**Work order:** Please retype all of the data below, word for word.

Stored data
[Start of section]

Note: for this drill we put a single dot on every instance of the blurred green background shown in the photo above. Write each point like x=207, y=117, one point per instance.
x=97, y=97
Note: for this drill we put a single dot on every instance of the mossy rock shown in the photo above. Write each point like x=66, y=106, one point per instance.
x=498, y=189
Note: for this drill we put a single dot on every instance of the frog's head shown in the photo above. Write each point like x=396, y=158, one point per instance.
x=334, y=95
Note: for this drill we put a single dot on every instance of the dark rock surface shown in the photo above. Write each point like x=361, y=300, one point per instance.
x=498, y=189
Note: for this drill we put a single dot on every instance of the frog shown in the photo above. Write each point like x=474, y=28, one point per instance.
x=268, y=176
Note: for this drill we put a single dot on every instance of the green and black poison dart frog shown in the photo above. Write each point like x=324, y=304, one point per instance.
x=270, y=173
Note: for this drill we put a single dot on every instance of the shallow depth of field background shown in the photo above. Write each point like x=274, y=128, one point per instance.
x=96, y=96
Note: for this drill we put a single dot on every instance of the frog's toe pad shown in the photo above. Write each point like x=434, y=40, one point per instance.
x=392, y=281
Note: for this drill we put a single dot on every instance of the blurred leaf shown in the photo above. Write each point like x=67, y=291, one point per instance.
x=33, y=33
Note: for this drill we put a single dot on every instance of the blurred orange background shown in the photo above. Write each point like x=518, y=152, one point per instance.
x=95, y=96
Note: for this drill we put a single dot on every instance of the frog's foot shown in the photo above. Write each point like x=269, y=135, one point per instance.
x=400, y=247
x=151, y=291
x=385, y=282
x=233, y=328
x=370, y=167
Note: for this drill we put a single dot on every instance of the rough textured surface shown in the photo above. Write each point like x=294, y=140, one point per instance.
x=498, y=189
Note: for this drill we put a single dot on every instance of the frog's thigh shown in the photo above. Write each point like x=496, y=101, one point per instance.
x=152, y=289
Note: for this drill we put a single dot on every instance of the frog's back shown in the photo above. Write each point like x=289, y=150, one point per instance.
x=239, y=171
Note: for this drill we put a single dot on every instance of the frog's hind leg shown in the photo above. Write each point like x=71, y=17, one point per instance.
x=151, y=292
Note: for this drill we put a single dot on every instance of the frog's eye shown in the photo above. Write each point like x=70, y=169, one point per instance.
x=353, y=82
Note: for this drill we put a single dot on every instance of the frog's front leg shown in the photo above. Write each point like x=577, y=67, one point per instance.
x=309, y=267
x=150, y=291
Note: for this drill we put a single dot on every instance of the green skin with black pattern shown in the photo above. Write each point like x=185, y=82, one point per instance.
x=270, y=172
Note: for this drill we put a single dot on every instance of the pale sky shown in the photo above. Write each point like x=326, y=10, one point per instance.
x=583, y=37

[End of section]

**Exercise response:**
Note: for this drill we put a single dot on every instance of the blurred green background shown in the photo above. Write each point like x=207, y=117, one point per instance.
x=97, y=97
Note: for this drill we put a single dot on every instance of the mossy rock shown in the photo above. Write each point like x=66, y=106, one point per instance.
x=498, y=189
Note: for this drill we put a single dot on every instance of the frog's head shown in the photo above. Write each point like x=396, y=158, one point per instance.
x=334, y=95
Note: for this drill we put a single dot on every instance of the dark rock surface shown in the photo above. Write each point like x=361, y=300, one point per instance.
x=498, y=189
Note: for this drill we put a single dot on every instance of the frog shown in the photo above. Write each point like x=474, y=28, one point per instance.
x=268, y=176
Note: for this drill we put a single dot on every instance of the green and black poison dart frog shown in the photo above. Write each point like x=324, y=304, one point per instance.
x=270, y=173
Note: for this drill we put a single dot on every instance of the shallow depth of field background shown in the photo above. Write each point like x=274, y=128, one point per instance.
x=96, y=96
Note: for this drill we put a single dot on every instance of the frog's toe pad shown in the photo above. Write each point like x=434, y=40, one point per instance.
x=392, y=281
Note: for this drill we put a single dot on every instance of the blurred leaf shown in the photo above. Write each point like x=67, y=291, one point per instance.
x=33, y=33
Note: for this drill we put a single dot on every instance of the blurred orange background shown in the photo above. Write each point like x=518, y=152, one point per instance.
x=95, y=96
Note: for this drill we put a single dot on every instance of the frog's foot shown in the photo above. Write each point like x=269, y=135, one point per instance.
x=400, y=247
x=151, y=291
x=385, y=282
x=233, y=328
x=370, y=167
Note: for this drill we put a single dot on every instance of the rough textured surface shown in the photo above. Write each point like x=294, y=140, one point per instance.
x=498, y=189
Note: for this drill we put a single dot on every instance of the frog's thigh shown in the photo above. Write each point like x=496, y=101, one point per instance.
x=152, y=289
Note: for this drill we put a single dot on every instance of the frog's back shown in the photo above. Write each point like x=289, y=150, one point per instance.
x=239, y=171
Note: for this drill we put a single dot on every instance of the frog's hind leg shown in the photo above. Write each point like x=71, y=17, one point per instance.
x=151, y=292
Note: for this drill we put a single dot on every instance of the frog's eye shown in the photo above. Write each point like x=70, y=169, one point per instance.
x=353, y=82
Note: for this drill we put a single dot on every instance of the frog's front leg shown in the photo above. Write each point like x=577, y=67, one point per instance.
x=309, y=267
x=150, y=291
Note: for this drill we put a single dot on every instance of the green skin with black pattern shown in the photo above. Write each point like x=185, y=82, one point per instance.
x=270, y=172
Note: for this drill we put a single dot on every instance of the pale sky shown in the photo above. Write each point like x=326, y=10, one point per instance.
x=583, y=37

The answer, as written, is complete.